Article:
Show that $\left\{\varphi\in{L^p(\mu)}':f(x)\ge\langle\varphi,f\rangle\text{ for all }f\in L^p(\mu)\right\}=\{\delta_x\}$

Question

Let $(E,\mathcal E,\mu)$ be a measure space and $$\delta_xf:=f(x)\;\;\;\text{for }f:E\to\mathbb R$$ denote the evaluation functional at a fixed $x\in E$ with $\mu(\{x\})>0$. Now let $p\in[1,\infty]$. How can we show that $$\left\{\varphi\in{L^p(\mu)}':f(x)\ge\langle\varphi,f\rangle\text{ for all }f\in L^p(\mu)\right\}\tag1$$ is precisely $\{\delta_x\}$?

Obviously, $\delta_x$ is contained in $(1)$. Moreover, the condition in $(1)$ implies some kind of operator norm bound on the $\varphi$ contained in $(1)$. How can we conclude?

Answer 1

Let $X$ be a real vector space and $u,v$ two linear maps $X \to \Bbb{R}$.

If $\forall f \in X, \langle u,f\rangle \ge 0$ then $u = 0$.

Proof : if $u \ne 0$ then for some $f \in X$,$\langle u,f\rangle\ne 0$ so that $\langle u,f\rangle$ or $\langle u,-f\rangle$ is not $\ge 0$.

If $\forall f \in X, |\langle u,f\rangle| \le |\langle v,f\rangle|$ then $u = C v$ where $C\in [-1,1]$

Proof : take $g\in X,\langle v,g\rangle=1$ then $|\langle u,f-\langle v,f\rangle g\rangle| \le |\langle v,f-\langle v,f\rangle g\rangle|=0$ so that $u= \langle u, g\rangle v$

Provided material:
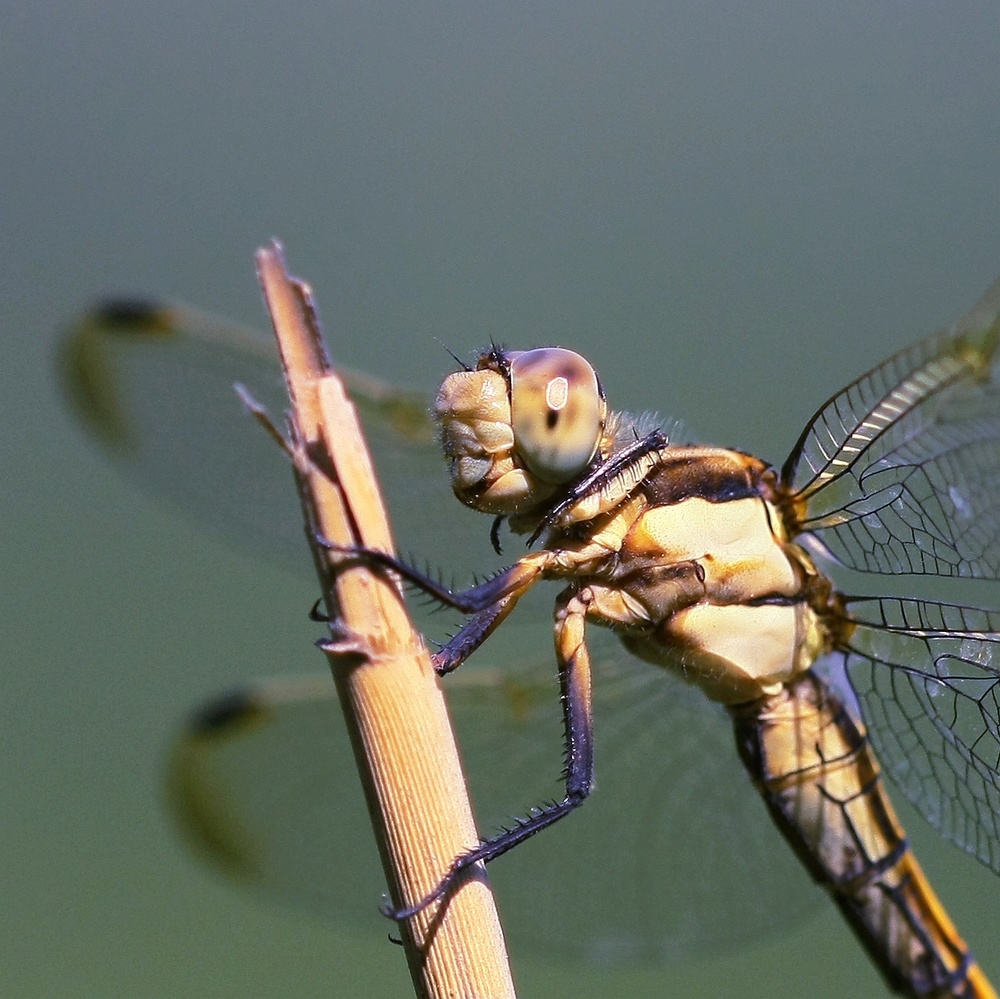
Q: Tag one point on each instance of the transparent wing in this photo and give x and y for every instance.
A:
(674, 852)
(672, 855)
(900, 472)
(153, 383)
(928, 679)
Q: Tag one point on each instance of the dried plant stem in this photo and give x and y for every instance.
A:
(394, 710)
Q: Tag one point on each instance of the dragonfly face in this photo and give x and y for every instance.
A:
(895, 475)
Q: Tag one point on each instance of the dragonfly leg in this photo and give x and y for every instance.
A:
(482, 597)
(578, 772)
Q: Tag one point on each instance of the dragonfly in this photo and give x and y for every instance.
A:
(894, 476)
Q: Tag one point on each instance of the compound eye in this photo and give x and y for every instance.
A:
(557, 412)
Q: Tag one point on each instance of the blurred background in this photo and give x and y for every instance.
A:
(732, 209)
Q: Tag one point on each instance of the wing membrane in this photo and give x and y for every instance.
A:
(900, 472)
(674, 856)
(153, 382)
(928, 678)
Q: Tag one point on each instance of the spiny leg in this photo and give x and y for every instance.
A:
(578, 771)
(490, 601)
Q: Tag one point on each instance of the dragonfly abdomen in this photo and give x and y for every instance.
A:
(814, 767)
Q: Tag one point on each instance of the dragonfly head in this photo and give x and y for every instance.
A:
(520, 427)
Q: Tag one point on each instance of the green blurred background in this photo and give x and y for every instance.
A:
(733, 209)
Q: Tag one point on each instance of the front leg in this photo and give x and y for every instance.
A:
(490, 601)
(578, 773)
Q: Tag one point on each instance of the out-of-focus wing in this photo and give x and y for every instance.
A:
(928, 679)
(153, 383)
(900, 472)
(672, 855)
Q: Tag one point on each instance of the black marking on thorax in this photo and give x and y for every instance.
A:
(715, 475)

Directions:
(1) Answer these questions about the thread:
(a) What must hold for the measure of the singleton {x}?
(b) Over what range does p run?
(c) In Answer 1, what kind of space is X?
(2) Return, without changes, the part of the thread that opens with the words containing "Obviously, $\delta_x$ is" and closes with "can we conclude?".
The rows aren't needed for anything here.

The answers:
(1)
(a) μ({x}) > 0
(b) p ∈ [1, ∞]
(c) A real vector space

(2)
Obviously, $\delta_x$ is contained in $(1)$. Moreover, the condition in $(1)$ implies some kind of operator norm bound on the $\varphi$ contained in $(1)$. How can we conclude?